■ Written instruction:
Extract the lines from the start of the records below through the line that contains "x=186, y=605", and repeat them word for word.

[Location identification entries]
►

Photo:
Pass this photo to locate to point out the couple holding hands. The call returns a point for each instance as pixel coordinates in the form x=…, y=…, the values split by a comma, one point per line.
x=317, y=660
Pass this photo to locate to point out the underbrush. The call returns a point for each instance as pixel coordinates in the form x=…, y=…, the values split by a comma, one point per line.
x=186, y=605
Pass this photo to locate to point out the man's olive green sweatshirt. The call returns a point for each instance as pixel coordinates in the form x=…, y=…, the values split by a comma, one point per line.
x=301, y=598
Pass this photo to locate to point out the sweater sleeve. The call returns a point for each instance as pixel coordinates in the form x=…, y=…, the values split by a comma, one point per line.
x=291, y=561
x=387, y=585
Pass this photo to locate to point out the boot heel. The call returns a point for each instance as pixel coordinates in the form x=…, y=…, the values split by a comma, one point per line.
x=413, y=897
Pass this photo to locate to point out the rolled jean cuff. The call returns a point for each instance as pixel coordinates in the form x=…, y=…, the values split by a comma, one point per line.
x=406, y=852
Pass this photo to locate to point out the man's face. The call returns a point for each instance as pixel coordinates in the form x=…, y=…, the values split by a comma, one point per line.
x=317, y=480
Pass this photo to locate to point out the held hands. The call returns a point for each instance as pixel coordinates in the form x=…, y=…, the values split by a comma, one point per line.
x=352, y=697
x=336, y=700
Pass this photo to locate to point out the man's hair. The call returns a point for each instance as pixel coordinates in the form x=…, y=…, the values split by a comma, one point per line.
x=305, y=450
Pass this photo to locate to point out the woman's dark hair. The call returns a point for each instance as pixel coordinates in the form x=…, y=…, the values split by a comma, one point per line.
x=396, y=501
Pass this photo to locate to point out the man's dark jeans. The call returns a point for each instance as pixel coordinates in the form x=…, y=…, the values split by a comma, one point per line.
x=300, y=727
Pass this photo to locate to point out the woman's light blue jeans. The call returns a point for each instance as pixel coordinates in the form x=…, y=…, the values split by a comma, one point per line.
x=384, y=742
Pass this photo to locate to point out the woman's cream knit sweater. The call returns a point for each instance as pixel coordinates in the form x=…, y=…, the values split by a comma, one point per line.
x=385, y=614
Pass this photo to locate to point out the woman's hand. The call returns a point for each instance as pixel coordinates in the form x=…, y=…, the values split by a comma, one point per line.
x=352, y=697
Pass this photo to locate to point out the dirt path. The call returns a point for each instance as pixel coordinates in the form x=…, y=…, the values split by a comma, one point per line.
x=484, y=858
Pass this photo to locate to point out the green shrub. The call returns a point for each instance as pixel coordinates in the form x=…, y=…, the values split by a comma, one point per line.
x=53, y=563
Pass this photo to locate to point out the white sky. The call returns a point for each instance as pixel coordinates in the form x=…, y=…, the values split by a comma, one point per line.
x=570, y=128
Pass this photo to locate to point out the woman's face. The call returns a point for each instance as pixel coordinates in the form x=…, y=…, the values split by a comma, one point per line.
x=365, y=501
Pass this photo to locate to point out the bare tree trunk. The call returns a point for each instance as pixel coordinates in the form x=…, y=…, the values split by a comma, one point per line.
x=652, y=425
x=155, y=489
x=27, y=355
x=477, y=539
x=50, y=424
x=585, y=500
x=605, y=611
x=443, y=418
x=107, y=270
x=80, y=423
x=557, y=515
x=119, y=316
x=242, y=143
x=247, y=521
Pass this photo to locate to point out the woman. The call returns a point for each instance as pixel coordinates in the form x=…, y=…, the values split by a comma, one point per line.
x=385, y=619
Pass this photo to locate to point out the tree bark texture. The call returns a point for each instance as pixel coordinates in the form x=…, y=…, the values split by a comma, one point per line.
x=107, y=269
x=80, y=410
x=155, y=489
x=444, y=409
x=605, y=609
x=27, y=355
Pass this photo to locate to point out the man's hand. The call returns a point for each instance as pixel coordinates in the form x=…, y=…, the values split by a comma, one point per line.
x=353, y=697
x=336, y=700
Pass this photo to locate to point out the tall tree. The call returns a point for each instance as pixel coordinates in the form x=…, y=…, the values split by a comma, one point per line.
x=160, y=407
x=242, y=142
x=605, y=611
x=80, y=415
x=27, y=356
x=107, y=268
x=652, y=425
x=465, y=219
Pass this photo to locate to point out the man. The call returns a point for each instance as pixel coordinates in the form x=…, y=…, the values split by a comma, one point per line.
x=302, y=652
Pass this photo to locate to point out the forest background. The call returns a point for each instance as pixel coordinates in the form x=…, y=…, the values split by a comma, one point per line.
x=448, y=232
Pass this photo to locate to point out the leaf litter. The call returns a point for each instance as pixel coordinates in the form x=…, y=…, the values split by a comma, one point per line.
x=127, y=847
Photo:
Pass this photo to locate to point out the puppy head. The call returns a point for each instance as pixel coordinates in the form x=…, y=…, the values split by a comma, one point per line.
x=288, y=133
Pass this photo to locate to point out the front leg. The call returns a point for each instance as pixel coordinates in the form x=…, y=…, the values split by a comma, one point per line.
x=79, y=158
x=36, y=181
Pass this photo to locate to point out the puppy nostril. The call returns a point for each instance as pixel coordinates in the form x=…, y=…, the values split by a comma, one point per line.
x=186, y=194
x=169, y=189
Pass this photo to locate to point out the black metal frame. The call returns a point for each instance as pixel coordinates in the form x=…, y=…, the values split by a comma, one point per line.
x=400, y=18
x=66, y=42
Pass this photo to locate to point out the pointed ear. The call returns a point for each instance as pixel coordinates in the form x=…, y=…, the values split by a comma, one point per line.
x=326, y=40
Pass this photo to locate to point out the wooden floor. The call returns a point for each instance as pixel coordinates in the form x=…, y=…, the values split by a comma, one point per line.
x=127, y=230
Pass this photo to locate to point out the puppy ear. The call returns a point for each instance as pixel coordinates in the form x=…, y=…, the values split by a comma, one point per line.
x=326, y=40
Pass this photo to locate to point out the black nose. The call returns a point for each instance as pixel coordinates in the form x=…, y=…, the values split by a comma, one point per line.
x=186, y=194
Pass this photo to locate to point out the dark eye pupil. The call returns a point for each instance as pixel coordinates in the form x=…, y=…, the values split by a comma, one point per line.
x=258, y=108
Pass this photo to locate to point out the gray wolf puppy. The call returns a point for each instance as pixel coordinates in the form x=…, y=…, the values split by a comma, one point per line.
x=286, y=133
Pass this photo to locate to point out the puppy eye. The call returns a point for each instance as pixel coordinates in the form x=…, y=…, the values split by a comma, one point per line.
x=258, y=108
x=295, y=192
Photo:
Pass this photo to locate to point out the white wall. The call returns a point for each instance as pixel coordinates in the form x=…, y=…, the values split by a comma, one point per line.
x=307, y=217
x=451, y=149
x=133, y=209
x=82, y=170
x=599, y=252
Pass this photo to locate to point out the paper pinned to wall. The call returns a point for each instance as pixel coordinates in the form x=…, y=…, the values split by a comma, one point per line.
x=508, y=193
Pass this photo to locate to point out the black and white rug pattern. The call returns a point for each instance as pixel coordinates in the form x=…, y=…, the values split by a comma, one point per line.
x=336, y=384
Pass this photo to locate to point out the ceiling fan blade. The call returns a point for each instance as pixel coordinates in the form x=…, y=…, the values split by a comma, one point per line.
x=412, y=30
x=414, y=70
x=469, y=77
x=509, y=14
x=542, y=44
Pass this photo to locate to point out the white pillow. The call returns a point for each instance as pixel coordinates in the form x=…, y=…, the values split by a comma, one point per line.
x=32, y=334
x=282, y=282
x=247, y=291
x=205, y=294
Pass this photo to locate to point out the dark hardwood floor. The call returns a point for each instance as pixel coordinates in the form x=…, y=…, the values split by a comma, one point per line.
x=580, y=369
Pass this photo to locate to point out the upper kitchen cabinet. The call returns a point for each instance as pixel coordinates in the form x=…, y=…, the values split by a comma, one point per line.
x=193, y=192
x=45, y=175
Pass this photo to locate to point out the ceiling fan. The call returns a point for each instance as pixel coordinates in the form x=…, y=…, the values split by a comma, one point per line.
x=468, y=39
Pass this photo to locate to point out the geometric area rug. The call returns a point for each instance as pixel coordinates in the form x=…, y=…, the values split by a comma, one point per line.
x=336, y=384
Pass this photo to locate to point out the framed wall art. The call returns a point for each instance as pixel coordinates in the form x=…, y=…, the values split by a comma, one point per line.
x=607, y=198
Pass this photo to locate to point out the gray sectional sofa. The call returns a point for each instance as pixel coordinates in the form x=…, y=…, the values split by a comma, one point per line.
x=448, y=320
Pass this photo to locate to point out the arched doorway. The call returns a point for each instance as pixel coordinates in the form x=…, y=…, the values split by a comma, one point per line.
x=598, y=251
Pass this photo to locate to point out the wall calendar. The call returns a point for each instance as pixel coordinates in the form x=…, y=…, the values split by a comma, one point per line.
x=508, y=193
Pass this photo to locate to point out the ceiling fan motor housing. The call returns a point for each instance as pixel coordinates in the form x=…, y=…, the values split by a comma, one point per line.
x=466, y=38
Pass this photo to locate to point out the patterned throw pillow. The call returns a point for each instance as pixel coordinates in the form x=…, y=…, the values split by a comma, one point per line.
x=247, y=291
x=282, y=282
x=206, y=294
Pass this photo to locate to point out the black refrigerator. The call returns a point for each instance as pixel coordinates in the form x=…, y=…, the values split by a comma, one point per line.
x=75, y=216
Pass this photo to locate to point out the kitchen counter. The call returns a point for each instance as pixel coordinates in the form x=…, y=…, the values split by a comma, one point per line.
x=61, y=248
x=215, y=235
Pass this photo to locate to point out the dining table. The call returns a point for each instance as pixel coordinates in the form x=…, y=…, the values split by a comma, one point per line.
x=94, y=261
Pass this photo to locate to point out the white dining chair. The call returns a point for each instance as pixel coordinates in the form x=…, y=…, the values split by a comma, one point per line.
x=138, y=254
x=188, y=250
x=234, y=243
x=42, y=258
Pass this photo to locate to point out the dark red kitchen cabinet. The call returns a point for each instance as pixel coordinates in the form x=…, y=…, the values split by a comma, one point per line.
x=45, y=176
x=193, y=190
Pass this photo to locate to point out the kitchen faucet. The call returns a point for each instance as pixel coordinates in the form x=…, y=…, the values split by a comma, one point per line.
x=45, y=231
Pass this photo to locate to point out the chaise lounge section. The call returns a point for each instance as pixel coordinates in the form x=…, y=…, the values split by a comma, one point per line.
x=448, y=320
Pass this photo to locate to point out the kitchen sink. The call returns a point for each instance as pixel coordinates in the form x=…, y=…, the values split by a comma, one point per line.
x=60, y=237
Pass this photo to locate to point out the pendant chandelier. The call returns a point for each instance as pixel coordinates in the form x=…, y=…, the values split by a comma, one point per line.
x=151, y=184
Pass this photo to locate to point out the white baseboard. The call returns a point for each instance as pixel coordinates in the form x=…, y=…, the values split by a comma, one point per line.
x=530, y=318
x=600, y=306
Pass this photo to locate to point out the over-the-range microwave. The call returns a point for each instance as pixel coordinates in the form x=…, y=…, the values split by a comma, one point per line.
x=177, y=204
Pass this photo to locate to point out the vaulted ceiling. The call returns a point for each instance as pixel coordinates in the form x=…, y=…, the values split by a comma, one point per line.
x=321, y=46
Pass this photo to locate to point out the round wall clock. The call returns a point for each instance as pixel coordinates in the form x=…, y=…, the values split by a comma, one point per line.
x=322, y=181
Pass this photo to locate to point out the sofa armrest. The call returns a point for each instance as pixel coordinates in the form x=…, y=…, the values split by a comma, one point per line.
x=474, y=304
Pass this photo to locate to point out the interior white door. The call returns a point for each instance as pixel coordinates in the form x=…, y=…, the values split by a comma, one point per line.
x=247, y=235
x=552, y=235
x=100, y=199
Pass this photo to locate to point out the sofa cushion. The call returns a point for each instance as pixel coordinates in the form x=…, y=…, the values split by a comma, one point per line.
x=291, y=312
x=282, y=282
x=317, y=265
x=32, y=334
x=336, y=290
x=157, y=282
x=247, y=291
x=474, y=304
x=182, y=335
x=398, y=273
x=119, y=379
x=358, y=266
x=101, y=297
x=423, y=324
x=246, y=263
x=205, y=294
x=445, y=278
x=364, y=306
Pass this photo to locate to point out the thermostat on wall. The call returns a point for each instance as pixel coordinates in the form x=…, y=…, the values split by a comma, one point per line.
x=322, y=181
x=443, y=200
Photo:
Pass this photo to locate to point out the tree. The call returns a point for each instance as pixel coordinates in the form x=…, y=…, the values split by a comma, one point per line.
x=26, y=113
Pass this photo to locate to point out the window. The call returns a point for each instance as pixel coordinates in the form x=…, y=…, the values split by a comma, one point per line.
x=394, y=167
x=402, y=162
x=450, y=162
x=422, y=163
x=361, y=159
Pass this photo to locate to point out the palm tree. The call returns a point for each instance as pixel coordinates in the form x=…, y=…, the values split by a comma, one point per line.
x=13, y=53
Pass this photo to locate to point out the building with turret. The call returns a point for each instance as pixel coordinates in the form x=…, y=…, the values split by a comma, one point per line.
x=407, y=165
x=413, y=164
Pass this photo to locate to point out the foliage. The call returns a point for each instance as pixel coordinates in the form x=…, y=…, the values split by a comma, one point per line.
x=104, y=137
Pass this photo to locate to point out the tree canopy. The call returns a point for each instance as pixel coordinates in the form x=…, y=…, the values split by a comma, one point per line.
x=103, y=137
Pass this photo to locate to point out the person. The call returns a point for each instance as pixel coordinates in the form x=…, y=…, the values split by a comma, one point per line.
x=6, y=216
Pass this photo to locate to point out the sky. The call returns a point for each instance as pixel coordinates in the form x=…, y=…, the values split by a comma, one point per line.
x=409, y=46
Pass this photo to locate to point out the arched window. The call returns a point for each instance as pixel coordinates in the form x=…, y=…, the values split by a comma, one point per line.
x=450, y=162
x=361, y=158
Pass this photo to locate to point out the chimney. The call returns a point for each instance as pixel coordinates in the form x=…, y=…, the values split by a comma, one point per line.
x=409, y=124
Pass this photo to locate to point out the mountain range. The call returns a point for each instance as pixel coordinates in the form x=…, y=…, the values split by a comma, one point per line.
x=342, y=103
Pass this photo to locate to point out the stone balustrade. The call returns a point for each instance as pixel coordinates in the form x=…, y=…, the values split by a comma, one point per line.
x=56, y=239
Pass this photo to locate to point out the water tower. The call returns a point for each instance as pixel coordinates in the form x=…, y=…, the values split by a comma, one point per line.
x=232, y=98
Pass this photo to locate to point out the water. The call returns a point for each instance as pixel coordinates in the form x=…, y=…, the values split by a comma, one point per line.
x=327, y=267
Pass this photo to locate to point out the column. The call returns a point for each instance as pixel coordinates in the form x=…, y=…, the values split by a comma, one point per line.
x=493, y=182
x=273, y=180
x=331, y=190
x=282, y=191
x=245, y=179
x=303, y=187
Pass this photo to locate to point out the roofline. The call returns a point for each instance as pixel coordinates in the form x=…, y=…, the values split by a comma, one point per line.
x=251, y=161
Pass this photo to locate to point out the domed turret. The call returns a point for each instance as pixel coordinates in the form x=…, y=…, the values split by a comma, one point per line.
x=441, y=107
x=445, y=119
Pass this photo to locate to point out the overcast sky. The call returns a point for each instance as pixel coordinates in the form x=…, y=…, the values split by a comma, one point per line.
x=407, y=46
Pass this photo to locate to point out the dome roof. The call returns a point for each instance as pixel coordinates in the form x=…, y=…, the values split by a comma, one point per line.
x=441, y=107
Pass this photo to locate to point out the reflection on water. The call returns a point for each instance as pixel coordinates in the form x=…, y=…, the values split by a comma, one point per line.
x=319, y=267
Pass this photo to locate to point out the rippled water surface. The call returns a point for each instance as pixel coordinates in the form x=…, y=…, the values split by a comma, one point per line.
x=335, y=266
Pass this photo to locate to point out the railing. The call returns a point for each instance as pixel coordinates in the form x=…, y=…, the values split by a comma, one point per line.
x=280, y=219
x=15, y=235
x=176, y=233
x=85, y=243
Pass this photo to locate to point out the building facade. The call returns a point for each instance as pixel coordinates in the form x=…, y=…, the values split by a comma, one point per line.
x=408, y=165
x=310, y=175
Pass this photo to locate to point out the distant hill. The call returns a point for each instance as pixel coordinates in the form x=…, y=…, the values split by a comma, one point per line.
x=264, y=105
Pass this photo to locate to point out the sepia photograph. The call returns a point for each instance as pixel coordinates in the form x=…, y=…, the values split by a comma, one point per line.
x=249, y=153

◄

■ Exercise result:
Photo:
Pass this photo to locate to point out the couple holding hands. The call returns a point for each instance as pixel coordinates in the form x=…, y=…, the values split by a comma, one point per line.
x=317, y=660
Pass this photo to locate to point out the underbrush. The call returns a point for each instance as pixel coordinates in the form x=…, y=…, the values split by a comma, one point per line.
x=186, y=605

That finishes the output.